> [The records]:
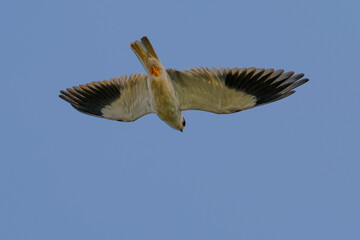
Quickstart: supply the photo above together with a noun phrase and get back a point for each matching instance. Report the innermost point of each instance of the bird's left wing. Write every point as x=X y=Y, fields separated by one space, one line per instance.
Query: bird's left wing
x=121 y=98
x=220 y=90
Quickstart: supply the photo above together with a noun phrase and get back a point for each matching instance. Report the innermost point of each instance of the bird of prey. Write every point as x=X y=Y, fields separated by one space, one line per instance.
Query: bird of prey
x=167 y=92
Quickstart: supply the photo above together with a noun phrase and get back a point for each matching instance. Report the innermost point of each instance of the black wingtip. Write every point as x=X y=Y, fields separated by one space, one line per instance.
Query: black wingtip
x=266 y=85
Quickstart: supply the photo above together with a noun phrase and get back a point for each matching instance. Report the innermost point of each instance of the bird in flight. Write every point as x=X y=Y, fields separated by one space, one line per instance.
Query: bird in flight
x=168 y=92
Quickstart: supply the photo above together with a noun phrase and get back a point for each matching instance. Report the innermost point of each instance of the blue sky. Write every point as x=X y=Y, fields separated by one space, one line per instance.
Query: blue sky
x=287 y=170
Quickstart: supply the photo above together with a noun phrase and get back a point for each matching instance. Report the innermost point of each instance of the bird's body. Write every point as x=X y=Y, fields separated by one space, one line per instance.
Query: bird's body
x=167 y=92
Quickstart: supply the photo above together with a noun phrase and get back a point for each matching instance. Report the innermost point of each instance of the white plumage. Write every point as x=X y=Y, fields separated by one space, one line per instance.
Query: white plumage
x=167 y=92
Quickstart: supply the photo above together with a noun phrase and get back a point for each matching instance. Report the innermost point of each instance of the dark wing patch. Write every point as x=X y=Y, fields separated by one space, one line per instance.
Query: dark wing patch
x=93 y=97
x=266 y=85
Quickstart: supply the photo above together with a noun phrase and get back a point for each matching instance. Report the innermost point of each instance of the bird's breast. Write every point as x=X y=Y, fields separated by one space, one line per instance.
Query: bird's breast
x=164 y=98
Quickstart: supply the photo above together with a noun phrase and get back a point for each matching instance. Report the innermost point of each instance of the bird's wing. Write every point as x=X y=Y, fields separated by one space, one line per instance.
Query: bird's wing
x=220 y=90
x=120 y=98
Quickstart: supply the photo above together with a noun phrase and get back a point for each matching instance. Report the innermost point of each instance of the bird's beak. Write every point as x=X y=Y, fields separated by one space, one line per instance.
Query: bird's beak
x=154 y=71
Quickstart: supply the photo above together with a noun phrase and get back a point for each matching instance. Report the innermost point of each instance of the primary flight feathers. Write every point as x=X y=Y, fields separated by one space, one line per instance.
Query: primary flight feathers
x=167 y=92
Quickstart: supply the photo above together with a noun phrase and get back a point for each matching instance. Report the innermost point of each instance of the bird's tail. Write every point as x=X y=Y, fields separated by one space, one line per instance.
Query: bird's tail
x=143 y=50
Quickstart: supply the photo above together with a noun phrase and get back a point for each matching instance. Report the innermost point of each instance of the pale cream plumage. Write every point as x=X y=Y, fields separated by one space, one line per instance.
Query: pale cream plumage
x=167 y=92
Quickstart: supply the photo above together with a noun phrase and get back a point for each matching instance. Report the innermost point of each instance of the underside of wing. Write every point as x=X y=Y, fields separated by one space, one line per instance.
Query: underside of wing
x=220 y=90
x=120 y=98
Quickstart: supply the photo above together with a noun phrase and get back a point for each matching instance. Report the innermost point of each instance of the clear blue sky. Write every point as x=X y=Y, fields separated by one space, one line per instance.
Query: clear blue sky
x=287 y=170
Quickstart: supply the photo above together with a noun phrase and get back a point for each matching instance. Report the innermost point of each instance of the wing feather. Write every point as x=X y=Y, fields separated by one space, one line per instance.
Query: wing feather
x=220 y=90
x=120 y=98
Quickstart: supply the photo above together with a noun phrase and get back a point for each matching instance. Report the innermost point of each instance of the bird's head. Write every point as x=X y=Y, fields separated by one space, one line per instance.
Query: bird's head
x=179 y=124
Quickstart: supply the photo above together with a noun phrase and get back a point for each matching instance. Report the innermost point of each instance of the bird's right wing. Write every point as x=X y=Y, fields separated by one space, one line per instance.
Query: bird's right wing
x=121 y=98
x=220 y=90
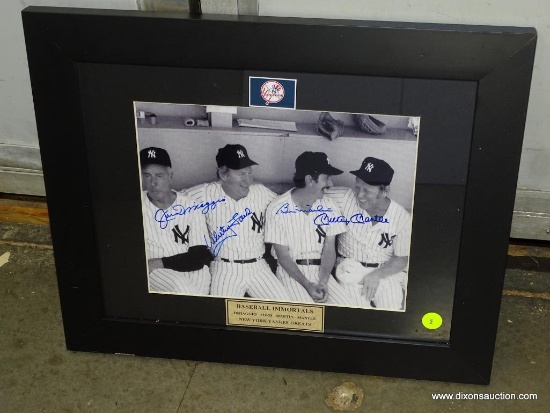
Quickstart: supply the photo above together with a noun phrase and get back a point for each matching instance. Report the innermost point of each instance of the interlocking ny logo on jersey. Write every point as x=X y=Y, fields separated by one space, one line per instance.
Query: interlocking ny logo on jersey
x=179 y=236
x=385 y=239
x=257 y=223
x=322 y=234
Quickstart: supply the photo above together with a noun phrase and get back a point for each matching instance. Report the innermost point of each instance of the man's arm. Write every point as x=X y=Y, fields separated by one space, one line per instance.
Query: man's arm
x=197 y=257
x=372 y=279
x=292 y=270
x=328 y=258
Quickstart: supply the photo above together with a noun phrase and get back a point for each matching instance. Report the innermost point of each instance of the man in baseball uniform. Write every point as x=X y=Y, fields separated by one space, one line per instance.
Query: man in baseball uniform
x=306 y=251
x=177 y=256
x=236 y=228
x=373 y=253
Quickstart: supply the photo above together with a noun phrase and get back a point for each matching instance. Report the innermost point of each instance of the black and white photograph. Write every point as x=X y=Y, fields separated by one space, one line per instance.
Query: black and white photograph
x=276 y=204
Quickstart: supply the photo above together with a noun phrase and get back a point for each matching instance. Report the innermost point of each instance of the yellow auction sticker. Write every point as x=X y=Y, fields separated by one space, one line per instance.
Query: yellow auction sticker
x=432 y=321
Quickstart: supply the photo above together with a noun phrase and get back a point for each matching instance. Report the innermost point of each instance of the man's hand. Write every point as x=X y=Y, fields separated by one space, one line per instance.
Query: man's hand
x=154 y=264
x=370 y=286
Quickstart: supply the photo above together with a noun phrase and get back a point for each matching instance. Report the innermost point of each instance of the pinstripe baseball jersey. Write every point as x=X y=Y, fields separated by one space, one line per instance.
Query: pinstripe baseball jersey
x=168 y=234
x=297 y=230
x=235 y=228
x=370 y=243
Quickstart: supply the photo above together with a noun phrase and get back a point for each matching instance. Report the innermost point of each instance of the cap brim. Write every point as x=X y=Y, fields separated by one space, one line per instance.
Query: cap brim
x=359 y=174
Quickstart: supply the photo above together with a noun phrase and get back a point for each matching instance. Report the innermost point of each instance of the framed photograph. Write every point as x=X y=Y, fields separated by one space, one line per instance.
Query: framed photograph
x=210 y=179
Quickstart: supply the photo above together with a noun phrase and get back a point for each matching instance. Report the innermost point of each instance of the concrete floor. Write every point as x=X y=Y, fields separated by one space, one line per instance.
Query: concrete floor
x=37 y=373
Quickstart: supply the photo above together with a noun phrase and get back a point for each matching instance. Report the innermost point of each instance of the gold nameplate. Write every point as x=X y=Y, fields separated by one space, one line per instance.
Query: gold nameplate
x=275 y=315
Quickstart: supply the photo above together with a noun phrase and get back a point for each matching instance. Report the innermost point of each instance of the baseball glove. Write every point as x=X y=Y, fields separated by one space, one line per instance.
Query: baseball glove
x=370 y=125
x=350 y=271
x=329 y=127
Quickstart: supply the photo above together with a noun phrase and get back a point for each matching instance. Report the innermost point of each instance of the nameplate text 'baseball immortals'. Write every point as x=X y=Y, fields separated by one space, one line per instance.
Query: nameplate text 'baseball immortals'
x=275 y=315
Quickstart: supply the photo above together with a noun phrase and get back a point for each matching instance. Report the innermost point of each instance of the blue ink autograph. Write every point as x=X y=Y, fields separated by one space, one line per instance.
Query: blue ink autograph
x=224 y=232
x=325 y=219
x=285 y=209
x=164 y=216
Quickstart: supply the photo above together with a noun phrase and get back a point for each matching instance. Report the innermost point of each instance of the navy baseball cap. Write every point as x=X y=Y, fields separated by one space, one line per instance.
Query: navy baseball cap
x=310 y=163
x=374 y=171
x=234 y=157
x=155 y=156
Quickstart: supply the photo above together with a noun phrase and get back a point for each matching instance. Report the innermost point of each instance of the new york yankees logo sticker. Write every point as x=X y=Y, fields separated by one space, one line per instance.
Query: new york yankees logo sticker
x=274 y=93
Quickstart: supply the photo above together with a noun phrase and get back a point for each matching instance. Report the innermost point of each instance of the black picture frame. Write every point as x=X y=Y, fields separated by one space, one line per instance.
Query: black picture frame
x=497 y=61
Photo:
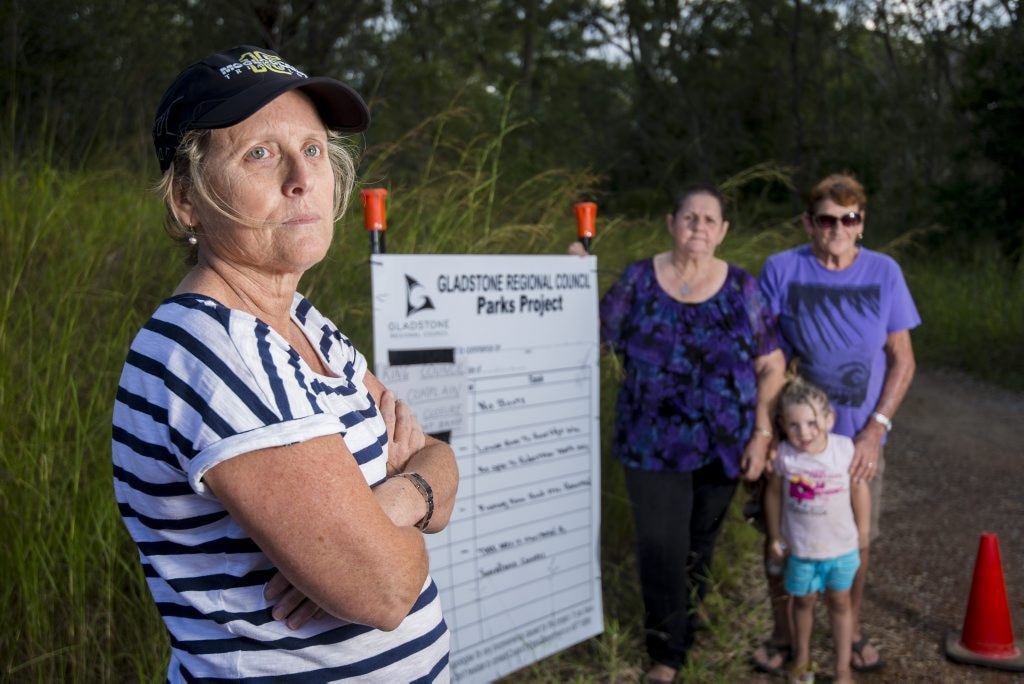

> [What needs to be done]: From the entries above, list each line that contains the string "breast", treating uppercase and lowercase as different.

> [Answer to the problem]:
Quickstart: supply the photo above together with a noun phrase and get back a point for each matching instance. Report the innermost point of each instance of the bird's breast. Write every point as x=X y=Y, fields separated by one space, one line per instance.
Query: bird's breast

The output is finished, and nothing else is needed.